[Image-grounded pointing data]
────────────────────────────────────────
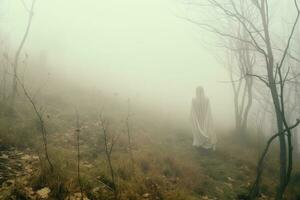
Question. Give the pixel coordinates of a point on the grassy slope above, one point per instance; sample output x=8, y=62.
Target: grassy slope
x=166, y=165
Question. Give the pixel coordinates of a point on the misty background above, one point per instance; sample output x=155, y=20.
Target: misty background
x=140, y=50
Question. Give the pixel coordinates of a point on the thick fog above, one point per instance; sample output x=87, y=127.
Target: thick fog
x=140, y=49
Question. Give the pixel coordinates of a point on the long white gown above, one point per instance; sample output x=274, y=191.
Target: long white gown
x=202, y=123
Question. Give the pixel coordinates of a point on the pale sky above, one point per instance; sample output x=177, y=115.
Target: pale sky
x=131, y=47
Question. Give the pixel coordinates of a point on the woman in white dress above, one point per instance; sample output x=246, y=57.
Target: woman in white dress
x=202, y=123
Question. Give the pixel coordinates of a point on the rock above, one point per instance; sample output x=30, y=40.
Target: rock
x=43, y=193
x=35, y=157
x=76, y=196
x=26, y=157
x=146, y=195
x=4, y=156
x=230, y=179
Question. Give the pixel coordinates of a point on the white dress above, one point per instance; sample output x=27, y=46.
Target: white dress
x=202, y=124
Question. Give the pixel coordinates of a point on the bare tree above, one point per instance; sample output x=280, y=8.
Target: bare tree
x=77, y=133
x=128, y=130
x=39, y=115
x=241, y=64
x=257, y=28
x=109, y=143
x=19, y=50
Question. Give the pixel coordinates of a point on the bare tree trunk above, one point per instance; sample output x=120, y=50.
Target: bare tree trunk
x=18, y=53
x=78, y=154
x=129, y=140
x=41, y=122
x=109, y=145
────────────────────────────────────────
* **Task to carry out**
Copy the records exactly. Skip the pictures.

* **Response area**
Question. Give the pixel coordinates of a point on the grassy slope above, one point per instance; sample output x=8, y=62.
Target: grassy slope
x=166, y=165
Question. Give the pixel coordinates of a point on the misty background above, one point per instance; sample output x=155, y=20.
Target: misty background
x=140, y=50
Question. Give the pixel coordinates of a point on the thick fog above, one point per instance; sample output x=87, y=127.
Target: thick fog
x=140, y=49
Question. Give the pixel coordinates of a point on the long white gown above, one point per instance; sample output x=274, y=191.
Target: long white gown
x=202, y=123
Question. Give the pixel coordinates of a point on the pale sky above, one point per instance; sample output x=177, y=115.
Target: pale sky
x=131, y=47
Question. Give the pixel coordinates of a point on the woman in white dress above, one point per instance; sample output x=246, y=57.
Target: woman in white dress
x=202, y=123
Question. Give the pixel coordinates of a point on the rock above, one point per instance; sample output x=30, y=40.
Target: rock
x=43, y=193
x=35, y=157
x=76, y=196
x=26, y=157
x=146, y=195
x=4, y=156
x=230, y=179
Question. Give the pixel coordinates of a point on the white dress above, one point per instance; sample output x=27, y=46.
Target: white dress
x=202, y=124
Question. Give the pixel coordinates of a point on the bare tree above, one point per instance; sample output x=280, y=8.
Target: bare tree
x=77, y=133
x=128, y=130
x=39, y=115
x=241, y=64
x=257, y=28
x=109, y=143
x=19, y=50
Question. Give the pixel coordinates of a point on the bare tree trunk above, one point per instance; sample output x=120, y=50.
Target: bare tree trunk
x=18, y=53
x=78, y=154
x=129, y=140
x=41, y=122
x=109, y=145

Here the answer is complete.